START Recorded data

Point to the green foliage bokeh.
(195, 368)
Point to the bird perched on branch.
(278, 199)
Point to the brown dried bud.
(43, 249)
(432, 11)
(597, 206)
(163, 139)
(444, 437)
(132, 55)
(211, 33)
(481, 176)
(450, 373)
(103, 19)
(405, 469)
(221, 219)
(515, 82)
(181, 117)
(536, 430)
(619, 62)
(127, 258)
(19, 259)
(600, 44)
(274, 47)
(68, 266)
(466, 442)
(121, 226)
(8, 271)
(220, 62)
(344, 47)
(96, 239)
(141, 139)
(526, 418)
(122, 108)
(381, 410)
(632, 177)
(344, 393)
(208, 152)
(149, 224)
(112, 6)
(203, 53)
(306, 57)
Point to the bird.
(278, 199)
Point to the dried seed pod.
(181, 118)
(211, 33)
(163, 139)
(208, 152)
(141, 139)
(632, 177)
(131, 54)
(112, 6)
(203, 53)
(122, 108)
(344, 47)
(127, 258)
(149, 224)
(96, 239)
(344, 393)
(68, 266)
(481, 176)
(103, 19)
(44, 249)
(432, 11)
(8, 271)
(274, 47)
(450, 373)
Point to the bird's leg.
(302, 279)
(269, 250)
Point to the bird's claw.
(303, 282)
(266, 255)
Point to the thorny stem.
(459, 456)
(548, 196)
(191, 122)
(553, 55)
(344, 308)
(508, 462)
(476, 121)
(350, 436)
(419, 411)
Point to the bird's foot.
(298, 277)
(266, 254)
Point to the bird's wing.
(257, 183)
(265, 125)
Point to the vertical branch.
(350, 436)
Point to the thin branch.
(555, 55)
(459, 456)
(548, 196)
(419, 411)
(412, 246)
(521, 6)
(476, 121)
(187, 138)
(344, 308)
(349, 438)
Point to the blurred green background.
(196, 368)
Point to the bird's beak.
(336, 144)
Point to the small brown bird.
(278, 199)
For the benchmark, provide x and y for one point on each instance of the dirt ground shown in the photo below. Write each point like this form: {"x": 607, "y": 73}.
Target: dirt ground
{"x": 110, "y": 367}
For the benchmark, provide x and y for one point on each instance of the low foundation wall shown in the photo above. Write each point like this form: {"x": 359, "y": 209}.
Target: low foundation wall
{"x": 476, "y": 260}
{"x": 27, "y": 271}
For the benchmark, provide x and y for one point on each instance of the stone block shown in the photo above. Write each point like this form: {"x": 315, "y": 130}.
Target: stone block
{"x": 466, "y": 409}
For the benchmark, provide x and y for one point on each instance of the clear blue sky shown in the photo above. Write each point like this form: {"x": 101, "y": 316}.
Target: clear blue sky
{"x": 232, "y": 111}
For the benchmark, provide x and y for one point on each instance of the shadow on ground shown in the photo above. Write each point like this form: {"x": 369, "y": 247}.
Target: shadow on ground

END Recorded data

Description of the task —
Return the lines of the material unchanged, starting at the line that holds "Point to the thorny stem." and continuing through the end of the material, both ends included.

In response —
Point to the thorny stem.
(459, 456)
(548, 196)
(191, 122)
(553, 55)
(344, 308)
(508, 462)
(476, 121)
(350, 436)
(419, 411)
Point to the bird's foot.
(298, 277)
(266, 254)
Point to the bird's wing.
(257, 183)
(265, 125)
Point to the vertical branch.
(350, 436)
Point to the thin branch.
(555, 55)
(459, 456)
(548, 196)
(419, 411)
(412, 246)
(521, 6)
(476, 121)
(187, 138)
(344, 308)
(349, 438)
Point to the blurred green background.
(196, 368)
Point to the bird's beak.
(336, 144)
Point to the small brown bird.
(278, 199)
For the benchmark, provide x and y for one point on each instance of the dirt ground shown in the photo below. Write each point like this form: {"x": 607, "y": 73}.
Target: dirt ground
{"x": 110, "y": 367}
For the benchmark, provide x and y for one point on each instance of the low foundation wall shown in the photo above. Write each point like this form: {"x": 359, "y": 209}.
Target: low foundation wall
{"x": 476, "y": 260}
{"x": 27, "y": 271}
For the benchmark, provide x and y for one point on each instance of the stone block shown in the photo above. Write each point like this form: {"x": 315, "y": 130}.
Target: stone block
{"x": 466, "y": 409}
For the benchmark, provide x and y for one point on each instance of the clear blue sky shown in the photo above. Write each point like this form: {"x": 101, "y": 316}.
Target: clear blue sky
{"x": 232, "y": 111}
For the benchmark, provide x and y for one point on each instance of the shadow on ground shown in the photo above. Write each point like this form: {"x": 369, "y": 247}.
Target: shadow on ground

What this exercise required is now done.